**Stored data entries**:
►
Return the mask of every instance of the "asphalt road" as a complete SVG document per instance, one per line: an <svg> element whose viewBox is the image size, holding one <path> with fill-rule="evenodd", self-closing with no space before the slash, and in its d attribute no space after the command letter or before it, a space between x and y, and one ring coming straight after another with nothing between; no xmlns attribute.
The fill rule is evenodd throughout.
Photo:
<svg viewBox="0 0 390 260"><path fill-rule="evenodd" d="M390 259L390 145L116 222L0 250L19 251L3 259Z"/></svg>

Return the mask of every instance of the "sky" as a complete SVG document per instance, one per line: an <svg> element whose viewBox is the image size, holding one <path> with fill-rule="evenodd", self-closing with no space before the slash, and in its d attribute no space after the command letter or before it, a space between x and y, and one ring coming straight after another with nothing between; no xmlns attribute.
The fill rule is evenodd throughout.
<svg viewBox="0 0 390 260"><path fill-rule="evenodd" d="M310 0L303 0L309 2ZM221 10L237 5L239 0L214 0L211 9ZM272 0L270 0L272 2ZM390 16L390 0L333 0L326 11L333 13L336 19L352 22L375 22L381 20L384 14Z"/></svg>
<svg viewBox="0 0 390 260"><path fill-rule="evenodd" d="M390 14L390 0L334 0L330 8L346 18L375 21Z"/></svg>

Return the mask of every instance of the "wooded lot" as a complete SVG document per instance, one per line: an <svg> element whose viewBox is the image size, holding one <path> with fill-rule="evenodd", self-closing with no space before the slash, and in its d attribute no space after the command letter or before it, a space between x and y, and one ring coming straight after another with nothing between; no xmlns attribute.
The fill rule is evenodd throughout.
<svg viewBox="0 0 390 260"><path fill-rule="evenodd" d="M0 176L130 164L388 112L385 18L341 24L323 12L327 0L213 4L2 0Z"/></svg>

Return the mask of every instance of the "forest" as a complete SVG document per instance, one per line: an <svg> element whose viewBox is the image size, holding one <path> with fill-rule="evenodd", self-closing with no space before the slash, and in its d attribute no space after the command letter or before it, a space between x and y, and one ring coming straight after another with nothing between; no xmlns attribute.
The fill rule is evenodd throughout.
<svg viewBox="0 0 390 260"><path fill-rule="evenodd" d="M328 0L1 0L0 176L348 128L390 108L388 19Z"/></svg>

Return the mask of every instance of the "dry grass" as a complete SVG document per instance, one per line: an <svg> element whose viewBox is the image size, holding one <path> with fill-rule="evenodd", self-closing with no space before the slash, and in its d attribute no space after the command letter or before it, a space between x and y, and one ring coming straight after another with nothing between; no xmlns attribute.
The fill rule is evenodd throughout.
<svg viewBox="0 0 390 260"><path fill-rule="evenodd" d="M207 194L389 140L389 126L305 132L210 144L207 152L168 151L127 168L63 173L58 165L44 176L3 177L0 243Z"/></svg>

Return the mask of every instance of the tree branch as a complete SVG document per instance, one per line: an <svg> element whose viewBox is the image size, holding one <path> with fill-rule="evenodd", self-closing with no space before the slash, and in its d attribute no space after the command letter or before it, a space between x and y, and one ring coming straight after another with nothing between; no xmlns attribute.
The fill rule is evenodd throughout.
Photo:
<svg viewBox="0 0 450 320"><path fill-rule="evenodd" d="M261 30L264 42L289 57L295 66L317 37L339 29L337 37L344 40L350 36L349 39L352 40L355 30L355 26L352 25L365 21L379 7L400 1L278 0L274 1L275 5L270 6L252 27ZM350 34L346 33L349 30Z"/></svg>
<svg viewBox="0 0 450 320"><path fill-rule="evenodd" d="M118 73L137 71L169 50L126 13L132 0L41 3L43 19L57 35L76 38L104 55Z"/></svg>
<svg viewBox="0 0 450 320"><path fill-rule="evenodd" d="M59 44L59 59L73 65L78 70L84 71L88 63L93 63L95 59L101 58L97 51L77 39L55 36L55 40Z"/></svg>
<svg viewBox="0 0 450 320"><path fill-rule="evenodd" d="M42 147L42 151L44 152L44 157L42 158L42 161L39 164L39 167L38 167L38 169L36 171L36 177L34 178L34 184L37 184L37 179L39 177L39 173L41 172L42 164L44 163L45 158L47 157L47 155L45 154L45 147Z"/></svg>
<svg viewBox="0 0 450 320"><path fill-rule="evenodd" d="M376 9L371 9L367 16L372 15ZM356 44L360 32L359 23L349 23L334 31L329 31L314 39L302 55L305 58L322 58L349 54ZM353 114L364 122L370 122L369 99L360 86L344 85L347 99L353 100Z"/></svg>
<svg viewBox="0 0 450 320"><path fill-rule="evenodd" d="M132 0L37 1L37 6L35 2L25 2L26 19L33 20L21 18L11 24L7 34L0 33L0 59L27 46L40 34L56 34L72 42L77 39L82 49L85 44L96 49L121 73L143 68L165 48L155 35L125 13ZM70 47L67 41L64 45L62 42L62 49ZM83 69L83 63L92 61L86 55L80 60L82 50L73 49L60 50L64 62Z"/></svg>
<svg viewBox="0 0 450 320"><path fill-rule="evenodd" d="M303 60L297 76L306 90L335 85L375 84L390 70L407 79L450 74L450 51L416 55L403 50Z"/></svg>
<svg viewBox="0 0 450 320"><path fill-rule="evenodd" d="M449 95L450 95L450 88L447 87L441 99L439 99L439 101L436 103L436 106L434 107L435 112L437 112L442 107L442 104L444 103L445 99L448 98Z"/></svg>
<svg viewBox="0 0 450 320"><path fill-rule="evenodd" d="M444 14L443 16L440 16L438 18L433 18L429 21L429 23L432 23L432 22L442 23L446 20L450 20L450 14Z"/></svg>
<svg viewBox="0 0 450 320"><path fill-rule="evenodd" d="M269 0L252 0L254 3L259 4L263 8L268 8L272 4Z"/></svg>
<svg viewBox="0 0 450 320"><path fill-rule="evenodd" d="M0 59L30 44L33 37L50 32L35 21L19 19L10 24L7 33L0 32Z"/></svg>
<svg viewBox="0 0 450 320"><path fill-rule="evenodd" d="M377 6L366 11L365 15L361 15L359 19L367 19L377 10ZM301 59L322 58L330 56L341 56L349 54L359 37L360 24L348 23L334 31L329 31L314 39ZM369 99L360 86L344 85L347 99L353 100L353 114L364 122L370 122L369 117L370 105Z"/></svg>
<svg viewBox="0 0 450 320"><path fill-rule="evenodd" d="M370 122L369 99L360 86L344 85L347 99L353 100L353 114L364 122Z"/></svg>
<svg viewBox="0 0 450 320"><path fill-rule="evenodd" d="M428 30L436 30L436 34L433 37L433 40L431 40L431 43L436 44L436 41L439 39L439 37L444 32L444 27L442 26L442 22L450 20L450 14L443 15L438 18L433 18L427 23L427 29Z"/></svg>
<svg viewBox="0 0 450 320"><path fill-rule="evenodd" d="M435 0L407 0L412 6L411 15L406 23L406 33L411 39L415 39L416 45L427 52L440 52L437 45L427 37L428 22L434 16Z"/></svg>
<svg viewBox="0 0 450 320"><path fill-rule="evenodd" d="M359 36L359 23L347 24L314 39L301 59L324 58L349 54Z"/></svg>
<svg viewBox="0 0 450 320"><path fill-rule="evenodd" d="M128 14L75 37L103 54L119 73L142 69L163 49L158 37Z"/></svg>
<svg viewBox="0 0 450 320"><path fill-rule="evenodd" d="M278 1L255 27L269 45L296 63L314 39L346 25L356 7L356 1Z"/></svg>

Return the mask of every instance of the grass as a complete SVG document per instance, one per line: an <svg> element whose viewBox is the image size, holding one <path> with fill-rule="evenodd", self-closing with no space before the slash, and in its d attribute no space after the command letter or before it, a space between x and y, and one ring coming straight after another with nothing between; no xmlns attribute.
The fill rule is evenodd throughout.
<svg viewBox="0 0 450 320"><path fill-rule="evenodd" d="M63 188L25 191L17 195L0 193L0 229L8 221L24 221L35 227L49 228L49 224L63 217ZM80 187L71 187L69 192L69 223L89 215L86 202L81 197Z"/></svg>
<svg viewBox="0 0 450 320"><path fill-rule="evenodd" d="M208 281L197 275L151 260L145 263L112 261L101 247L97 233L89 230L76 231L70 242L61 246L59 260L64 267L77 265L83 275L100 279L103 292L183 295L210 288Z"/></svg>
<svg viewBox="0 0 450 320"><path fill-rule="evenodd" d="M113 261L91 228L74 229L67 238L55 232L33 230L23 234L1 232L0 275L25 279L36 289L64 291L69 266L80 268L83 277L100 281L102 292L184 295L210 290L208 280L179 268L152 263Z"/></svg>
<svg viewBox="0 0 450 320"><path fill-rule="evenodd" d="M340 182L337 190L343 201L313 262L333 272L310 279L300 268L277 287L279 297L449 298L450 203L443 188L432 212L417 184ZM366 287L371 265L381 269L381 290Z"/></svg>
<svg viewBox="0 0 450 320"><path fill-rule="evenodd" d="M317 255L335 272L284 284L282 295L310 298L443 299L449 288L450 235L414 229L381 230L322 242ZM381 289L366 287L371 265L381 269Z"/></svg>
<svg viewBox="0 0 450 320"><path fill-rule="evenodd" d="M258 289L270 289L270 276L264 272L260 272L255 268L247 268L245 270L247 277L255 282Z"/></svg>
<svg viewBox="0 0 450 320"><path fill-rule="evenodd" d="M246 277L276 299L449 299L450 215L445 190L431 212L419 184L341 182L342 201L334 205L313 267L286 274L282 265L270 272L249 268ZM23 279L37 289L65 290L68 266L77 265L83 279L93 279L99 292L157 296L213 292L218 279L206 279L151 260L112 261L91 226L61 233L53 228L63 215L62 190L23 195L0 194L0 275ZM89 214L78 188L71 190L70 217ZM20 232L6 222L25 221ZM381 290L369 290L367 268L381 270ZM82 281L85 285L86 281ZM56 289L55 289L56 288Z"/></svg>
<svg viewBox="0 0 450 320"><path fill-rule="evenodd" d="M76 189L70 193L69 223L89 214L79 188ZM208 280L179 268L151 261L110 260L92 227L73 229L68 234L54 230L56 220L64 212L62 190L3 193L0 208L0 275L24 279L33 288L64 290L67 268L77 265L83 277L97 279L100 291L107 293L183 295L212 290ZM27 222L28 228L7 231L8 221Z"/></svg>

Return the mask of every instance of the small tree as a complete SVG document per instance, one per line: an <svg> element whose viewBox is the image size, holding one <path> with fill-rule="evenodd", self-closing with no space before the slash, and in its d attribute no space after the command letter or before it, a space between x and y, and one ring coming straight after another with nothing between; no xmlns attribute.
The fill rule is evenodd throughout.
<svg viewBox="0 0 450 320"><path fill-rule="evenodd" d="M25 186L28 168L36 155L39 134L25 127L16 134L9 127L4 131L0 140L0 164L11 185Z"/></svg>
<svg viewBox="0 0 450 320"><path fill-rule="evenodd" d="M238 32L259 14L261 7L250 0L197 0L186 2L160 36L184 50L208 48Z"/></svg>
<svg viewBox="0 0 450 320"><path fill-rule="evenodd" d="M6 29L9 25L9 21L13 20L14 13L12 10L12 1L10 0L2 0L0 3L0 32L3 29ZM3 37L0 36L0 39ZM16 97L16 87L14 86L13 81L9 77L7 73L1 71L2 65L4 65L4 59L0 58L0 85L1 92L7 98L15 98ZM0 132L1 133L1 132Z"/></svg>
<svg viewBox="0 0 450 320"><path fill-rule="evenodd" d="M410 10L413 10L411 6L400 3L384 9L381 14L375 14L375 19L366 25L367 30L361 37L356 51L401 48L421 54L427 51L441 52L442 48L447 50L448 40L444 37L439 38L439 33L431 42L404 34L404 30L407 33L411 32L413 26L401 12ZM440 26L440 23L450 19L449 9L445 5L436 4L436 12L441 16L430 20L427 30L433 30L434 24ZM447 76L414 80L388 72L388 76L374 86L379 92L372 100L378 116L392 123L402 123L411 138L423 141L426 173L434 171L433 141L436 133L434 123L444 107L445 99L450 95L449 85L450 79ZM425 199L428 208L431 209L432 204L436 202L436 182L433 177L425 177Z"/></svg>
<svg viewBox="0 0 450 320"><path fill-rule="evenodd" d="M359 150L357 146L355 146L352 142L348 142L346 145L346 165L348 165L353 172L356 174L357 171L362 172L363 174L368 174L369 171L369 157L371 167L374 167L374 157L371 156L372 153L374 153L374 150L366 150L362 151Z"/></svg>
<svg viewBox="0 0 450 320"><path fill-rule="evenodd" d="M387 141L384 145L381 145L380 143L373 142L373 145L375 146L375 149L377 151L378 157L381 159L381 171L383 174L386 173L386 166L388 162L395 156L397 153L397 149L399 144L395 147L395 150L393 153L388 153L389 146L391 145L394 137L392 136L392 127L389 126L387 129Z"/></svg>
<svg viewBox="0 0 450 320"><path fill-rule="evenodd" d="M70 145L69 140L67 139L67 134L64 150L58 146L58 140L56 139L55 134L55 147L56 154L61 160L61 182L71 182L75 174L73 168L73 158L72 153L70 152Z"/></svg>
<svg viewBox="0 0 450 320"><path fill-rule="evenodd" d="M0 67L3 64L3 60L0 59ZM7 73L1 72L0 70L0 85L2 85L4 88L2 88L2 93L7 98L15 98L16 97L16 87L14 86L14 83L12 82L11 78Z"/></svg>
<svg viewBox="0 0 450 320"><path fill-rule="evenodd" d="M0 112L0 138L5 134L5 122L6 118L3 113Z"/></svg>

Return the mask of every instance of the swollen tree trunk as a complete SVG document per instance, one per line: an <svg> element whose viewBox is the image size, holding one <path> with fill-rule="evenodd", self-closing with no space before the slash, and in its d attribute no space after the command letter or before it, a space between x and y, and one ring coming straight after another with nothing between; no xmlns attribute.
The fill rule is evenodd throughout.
◄
**The problem**:
Looking at the records above, which lines contain "tree"? Copy those lines.

**Solution below**:
Return the mask of every instance of the tree branch as a complete SVG document per instance, one per line: an <svg> element whose viewBox is the image size, holding one <path> with fill-rule="evenodd", self-closing with no space before the slash, and in its d attribute no space after the command letter or before it, a space between x and y, and one ring coming straight after another with nothing between; no xmlns attribute.
Return the mask of every instance of the small tree as a complete SVG document per instance, one per line: an <svg> element whose viewBox is the image size, holding one <path> with fill-rule="evenodd", self-closing with no space before the slash, and in its d attribute no space after the command letter or before it, a space between x and y, and one ring coming straight after another with nothing between; no xmlns attribute.
Return the mask of every instance of the swollen tree trunk as a complete SVG document per instance, one per line: an <svg> element whose viewBox is the image size, holding one <path> with fill-rule="evenodd", self-closing with no space before the slash, and in its d attribute no space after the command letter or before it, a space between x and y, and one ring coming straight after another with nothing between; no xmlns attribute.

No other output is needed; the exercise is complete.